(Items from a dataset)
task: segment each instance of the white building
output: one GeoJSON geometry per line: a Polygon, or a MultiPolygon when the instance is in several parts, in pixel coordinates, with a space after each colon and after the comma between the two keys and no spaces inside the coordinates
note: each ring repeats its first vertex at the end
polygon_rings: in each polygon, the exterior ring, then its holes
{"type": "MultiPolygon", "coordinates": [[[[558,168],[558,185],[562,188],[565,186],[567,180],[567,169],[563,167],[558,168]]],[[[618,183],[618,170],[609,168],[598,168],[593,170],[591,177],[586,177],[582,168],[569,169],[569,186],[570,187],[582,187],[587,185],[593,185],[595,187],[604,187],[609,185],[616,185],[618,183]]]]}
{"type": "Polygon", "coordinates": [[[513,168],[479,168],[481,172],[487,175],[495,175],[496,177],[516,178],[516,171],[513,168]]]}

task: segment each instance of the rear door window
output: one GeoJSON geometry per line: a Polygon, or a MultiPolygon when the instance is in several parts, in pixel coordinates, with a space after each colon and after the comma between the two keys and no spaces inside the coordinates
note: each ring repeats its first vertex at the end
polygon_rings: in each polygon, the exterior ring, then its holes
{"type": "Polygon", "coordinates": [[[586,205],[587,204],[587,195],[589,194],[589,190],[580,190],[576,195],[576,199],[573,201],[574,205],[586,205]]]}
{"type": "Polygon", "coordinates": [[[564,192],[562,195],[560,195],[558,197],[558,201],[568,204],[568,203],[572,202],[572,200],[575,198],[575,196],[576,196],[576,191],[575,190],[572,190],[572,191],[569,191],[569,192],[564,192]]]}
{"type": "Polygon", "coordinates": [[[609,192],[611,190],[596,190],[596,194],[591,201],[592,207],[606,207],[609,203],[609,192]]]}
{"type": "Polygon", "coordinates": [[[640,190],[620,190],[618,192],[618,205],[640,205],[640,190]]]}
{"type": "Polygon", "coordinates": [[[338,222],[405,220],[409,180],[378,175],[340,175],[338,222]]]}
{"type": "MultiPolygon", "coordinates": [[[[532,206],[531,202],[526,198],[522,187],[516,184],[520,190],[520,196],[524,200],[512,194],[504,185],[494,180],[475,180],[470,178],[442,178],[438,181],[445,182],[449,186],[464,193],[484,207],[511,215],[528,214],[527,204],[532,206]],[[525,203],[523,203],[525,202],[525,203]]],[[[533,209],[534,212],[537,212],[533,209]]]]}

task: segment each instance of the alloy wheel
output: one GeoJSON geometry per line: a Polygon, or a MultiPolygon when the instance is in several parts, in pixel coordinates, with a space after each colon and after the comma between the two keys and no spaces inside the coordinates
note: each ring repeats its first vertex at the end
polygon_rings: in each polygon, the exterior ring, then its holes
* * *
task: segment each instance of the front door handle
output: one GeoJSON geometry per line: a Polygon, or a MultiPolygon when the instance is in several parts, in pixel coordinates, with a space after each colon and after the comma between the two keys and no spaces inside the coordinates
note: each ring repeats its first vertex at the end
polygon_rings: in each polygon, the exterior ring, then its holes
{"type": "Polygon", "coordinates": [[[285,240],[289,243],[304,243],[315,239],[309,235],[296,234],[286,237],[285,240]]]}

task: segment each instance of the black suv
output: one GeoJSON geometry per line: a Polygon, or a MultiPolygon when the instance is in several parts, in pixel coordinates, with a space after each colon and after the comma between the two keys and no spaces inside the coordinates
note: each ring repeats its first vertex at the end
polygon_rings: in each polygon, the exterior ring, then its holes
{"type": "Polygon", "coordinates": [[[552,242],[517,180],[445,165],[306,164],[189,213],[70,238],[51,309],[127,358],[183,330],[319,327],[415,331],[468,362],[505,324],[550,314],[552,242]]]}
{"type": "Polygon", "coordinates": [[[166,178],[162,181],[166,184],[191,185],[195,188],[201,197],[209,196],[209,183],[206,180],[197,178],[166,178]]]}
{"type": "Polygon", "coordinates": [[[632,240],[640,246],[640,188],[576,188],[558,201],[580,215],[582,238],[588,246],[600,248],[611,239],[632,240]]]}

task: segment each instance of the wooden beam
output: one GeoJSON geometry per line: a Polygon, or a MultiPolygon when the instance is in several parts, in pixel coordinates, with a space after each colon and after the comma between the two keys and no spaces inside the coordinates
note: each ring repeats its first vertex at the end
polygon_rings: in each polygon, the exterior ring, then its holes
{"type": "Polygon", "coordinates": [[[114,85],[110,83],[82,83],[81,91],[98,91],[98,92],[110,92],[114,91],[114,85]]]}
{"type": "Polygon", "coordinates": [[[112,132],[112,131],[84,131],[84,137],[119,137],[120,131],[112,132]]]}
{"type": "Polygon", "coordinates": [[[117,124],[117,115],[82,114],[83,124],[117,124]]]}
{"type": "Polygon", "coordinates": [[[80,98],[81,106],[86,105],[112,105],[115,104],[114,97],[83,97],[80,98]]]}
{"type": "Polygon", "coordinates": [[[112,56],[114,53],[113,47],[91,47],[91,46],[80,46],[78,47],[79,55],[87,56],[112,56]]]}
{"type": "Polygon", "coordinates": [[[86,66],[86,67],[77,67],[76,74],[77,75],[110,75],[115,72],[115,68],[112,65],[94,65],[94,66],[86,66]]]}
---
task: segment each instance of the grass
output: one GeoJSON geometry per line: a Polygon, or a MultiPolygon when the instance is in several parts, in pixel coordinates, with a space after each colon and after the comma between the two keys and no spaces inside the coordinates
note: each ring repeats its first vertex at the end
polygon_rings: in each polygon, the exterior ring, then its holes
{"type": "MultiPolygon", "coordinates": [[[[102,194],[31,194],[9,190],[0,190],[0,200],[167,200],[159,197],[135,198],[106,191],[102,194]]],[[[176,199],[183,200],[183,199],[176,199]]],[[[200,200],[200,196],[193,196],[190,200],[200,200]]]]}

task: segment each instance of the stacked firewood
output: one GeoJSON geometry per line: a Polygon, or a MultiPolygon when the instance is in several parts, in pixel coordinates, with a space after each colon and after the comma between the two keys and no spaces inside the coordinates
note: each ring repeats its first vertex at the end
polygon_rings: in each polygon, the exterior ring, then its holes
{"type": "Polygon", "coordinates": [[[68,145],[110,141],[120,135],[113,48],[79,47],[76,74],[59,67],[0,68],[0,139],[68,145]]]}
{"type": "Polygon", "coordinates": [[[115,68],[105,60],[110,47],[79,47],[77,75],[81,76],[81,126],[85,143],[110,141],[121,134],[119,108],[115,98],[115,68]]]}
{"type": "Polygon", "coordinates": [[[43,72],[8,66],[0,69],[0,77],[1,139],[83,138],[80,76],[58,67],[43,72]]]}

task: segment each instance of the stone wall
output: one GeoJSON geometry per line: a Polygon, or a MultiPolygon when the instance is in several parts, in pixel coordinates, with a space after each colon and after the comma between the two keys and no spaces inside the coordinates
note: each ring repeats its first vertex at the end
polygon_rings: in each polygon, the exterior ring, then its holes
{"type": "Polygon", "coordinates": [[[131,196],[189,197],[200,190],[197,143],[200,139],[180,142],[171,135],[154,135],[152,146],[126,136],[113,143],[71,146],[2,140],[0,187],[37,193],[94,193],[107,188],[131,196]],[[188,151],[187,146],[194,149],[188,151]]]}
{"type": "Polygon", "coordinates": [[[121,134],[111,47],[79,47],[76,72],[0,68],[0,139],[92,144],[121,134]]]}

Problem statement
Reproduce each line of the data containing the word "segment".

Task result
task: segment each instance of the white building
task: segment each instance of the rear door window
task: segment each instance of the alloy wheel
task: segment each instance of the front door handle
task: segment each instance of the black suv
task: segment each instance of the wooden beam
task: segment each instance of the grass
task: segment each instance of the stacked firewood
task: segment each instance of the stone wall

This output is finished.